Set problem »
Lines from the one containing "Expected: one point per instance of the white latex" through the last line of the data are to be repeated word for word, both ends included.

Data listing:
★ ★ ★ ★ ★

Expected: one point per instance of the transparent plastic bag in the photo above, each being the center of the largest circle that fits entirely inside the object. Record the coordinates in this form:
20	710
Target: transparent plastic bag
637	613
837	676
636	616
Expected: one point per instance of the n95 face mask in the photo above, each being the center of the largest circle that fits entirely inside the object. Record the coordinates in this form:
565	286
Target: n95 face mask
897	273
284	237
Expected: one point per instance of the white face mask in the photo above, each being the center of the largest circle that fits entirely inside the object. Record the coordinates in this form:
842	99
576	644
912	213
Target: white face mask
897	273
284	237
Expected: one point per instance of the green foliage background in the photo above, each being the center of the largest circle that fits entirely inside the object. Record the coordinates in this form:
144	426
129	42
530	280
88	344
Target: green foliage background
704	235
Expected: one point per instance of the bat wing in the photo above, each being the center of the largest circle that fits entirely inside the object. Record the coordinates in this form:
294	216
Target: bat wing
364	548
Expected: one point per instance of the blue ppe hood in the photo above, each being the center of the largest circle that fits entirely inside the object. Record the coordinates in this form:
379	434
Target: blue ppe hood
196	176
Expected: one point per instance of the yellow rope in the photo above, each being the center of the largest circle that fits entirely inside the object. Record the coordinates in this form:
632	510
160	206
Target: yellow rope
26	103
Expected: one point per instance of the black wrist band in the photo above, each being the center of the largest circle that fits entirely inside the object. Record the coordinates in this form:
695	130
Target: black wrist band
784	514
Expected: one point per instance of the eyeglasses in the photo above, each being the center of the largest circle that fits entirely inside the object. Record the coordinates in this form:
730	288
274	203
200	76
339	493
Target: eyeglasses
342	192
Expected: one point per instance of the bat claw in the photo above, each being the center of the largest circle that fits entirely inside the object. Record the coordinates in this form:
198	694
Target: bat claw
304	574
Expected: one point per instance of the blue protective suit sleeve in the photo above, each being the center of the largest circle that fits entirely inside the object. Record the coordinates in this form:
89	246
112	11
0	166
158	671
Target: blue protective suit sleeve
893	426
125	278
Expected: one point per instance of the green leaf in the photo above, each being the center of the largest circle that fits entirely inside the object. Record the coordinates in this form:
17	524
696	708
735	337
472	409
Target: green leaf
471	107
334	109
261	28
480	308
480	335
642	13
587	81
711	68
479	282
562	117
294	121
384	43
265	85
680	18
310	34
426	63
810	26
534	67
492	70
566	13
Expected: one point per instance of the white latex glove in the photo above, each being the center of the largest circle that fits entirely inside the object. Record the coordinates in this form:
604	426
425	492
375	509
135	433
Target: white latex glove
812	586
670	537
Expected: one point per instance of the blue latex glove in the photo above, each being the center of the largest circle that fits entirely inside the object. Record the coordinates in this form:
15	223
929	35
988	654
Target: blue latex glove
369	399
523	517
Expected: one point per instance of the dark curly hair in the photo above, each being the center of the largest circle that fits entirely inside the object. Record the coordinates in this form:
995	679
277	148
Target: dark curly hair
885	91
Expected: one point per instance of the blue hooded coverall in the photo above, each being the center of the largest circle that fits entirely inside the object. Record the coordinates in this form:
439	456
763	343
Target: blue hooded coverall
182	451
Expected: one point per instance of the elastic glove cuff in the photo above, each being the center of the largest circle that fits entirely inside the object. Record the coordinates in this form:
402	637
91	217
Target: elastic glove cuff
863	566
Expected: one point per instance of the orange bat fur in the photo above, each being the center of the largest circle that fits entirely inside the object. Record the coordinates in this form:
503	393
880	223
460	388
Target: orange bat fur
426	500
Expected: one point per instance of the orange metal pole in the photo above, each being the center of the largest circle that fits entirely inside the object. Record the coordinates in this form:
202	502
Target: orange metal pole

★ ★ ★ ★ ★

Response below »
Expected: one point per instance of the white latex glove in the photo above, each being the center of the largest circle that fits entirely inside the object. Record the coordinates in this form:
604	426
425	492
375	509
135	433
Target: white latex glove
812	586
670	537
Expected: one point per instance of the blue latex glove in the photo above, each being the center of the largest circle that fits entirely inside the object. Record the coordinates in this form:
15	223
929	35
988	654
Target: blue latex glove
369	399
523	517
Expected: one point per instance of the dark curly hair in the photo above, each being the center of the largest circle that fits entirely inside the object. Record the coordinates in this form:
995	679
277	148
Target: dark curly hair
885	91
Expected: one point per instance of the blue hooded coverall in the photo above, each being the center of the largest circle that fits entirely inside the object. Record the coordinates in this form:
439	456
763	343
Target: blue hooded coverall
182	451
Expected: one point per instance of the elastic glove cuff in the photo above, each being the center of the largest circle that fits entirely inside the object. Record the coordinates in this form:
402	637
91	217
Target: elastic glove cuff
863	566
Expected: one point per instance of the orange bat fur in the photo above, each being the center of the largest circle that fits entirely inside the object. Record the coordinates in this form:
503	393
880	223
460	388
Target: orange bat fur
426	500
Expected: one point per instance of the orange metal pole in the photo above, each being the center of the largest circle that fits entirely inside the object. Record the coordinates in this form:
202	502
Target: orange metal pole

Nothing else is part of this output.